─── EXCERPTED DATA
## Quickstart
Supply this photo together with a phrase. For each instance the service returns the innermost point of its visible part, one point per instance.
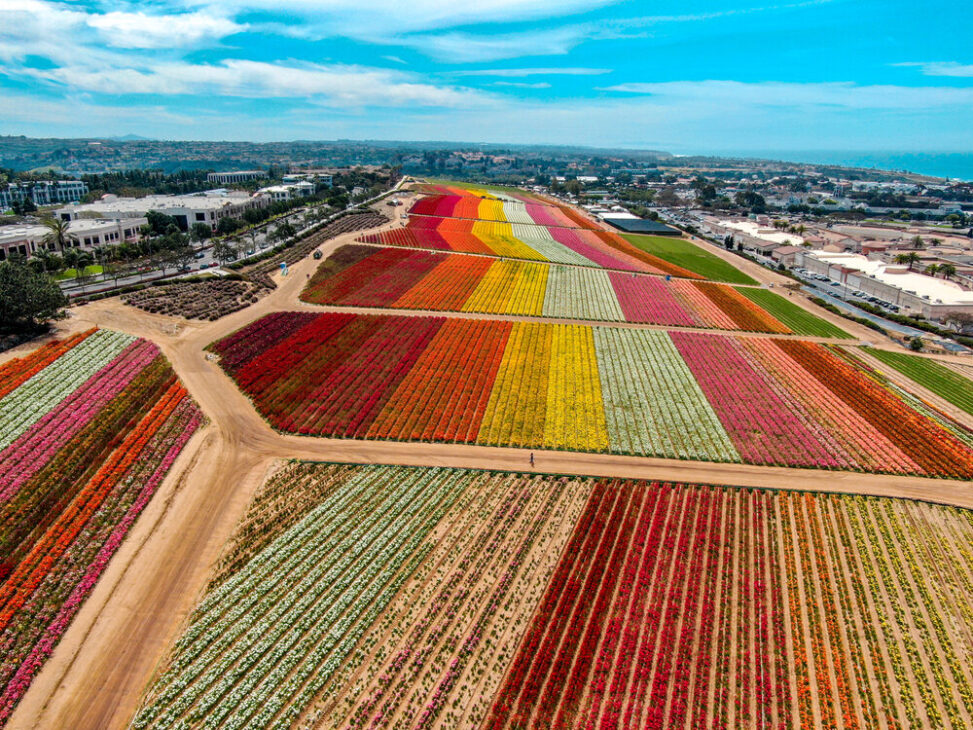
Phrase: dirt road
(97, 673)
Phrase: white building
(209, 208)
(85, 234)
(280, 193)
(43, 192)
(916, 293)
(226, 178)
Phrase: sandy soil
(97, 673)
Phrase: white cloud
(841, 95)
(348, 85)
(393, 17)
(138, 30)
(456, 47)
(522, 72)
(522, 85)
(943, 68)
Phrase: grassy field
(690, 256)
(930, 374)
(795, 317)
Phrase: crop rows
(941, 380)
(576, 387)
(403, 279)
(575, 246)
(491, 209)
(404, 597)
(90, 427)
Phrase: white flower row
(581, 294)
(234, 662)
(653, 405)
(541, 240)
(32, 400)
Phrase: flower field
(941, 380)
(371, 596)
(672, 394)
(575, 246)
(492, 209)
(365, 276)
(89, 427)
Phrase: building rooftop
(938, 291)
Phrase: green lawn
(684, 253)
(797, 318)
(942, 381)
(71, 273)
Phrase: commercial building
(227, 178)
(280, 193)
(84, 234)
(913, 292)
(43, 192)
(209, 207)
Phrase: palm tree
(59, 234)
(908, 258)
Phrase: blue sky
(687, 77)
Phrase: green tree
(27, 298)
(223, 251)
(58, 234)
(199, 232)
(911, 259)
(227, 226)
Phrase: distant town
(882, 245)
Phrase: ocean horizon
(954, 165)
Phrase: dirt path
(98, 671)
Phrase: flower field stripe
(16, 679)
(525, 678)
(935, 376)
(544, 242)
(648, 299)
(17, 371)
(745, 313)
(510, 287)
(267, 660)
(798, 319)
(448, 286)
(517, 408)
(653, 405)
(854, 441)
(703, 308)
(42, 498)
(576, 293)
(293, 356)
(342, 405)
(585, 244)
(26, 456)
(268, 587)
(619, 245)
(241, 347)
(933, 448)
(25, 405)
(430, 404)
(575, 677)
(575, 410)
(766, 430)
(391, 281)
(366, 275)
(499, 237)
(58, 537)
──────
### EXERCISE
Transcribe these items line for line, omitting the pictures from your copy.

### SOLUTION FOR THIS PROBLEM
## Quickstart
Supply this photo together with a phrase. For each instance the service returns the innermost point of its visible part, one point per instance.
Phrase: dirt road
(97, 673)
Phrase: white building
(209, 208)
(85, 234)
(280, 193)
(43, 192)
(916, 293)
(226, 178)
Phrase: sandy soil
(97, 673)
Phrase: white cloud
(841, 95)
(348, 85)
(393, 17)
(138, 30)
(456, 47)
(522, 72)
(522, 85)
(943, 68)
Phrase: grassy field
(690, 256)
(930, 374)
(795, 317)
Phrase: crop rows
(941, 380)
(576, 387)
(403, 279)
(575, 246)
(491, 209)
(404, 597)
(90, 427)
Phrase: white flower row
(581, 294)
(234, 662)
(653, 405)
(541, 240)
(32, 400)
Phrase: flower field
(941, 380)
(371, 596)
(672, 394)
(575, 246)
(492, 209)
(365, 276)
(89, 427)
Phrase: building rooftop
(938, 291)
Phrase: green lawn
(684, 253)
(797, 318)
(942, 381)
(71, 273)
Phrase: commercial building
(227, 178)
(280, 193)
(84, 234)
(913, 292)
(43, 192)
(209, 207)
Phrase: palm tree
(59, 234)
(908, 258)
Phrase: blue sky
(687, 77)
Phrase: green tree
(27, 298)
(223, 251)
(58, 234)
(199, 232)
(911, 259)
(227, 226)
Phrase: distant town
(882, 245)
Phrase: ocean horizon
(954, 165)
Phrase: dirt path
(98, 671)
Phrase: flower field stripe
(16, 679)
(525, 678)
(935, 376)
(544, 242)
(648, 299)
(17, 371)
(745, 313)
(510, 287)
(267, 660)
(798, 319)
(448, 286)
(517, 408)
(653, 405)
(854, 441)
(703, 308)
(42, 498)
(576, 293)
(293, 356)
(342, 405)
(585, 244)
(26, 456)
(268, 587)
(619, 245)
(241, 347)
(933, 448)
(25, 405)
(430, 404)
(575, 677)
(575, 410)
(766, 430)
(391, 281)
(366, 275)
(499, 237)
(58, 537)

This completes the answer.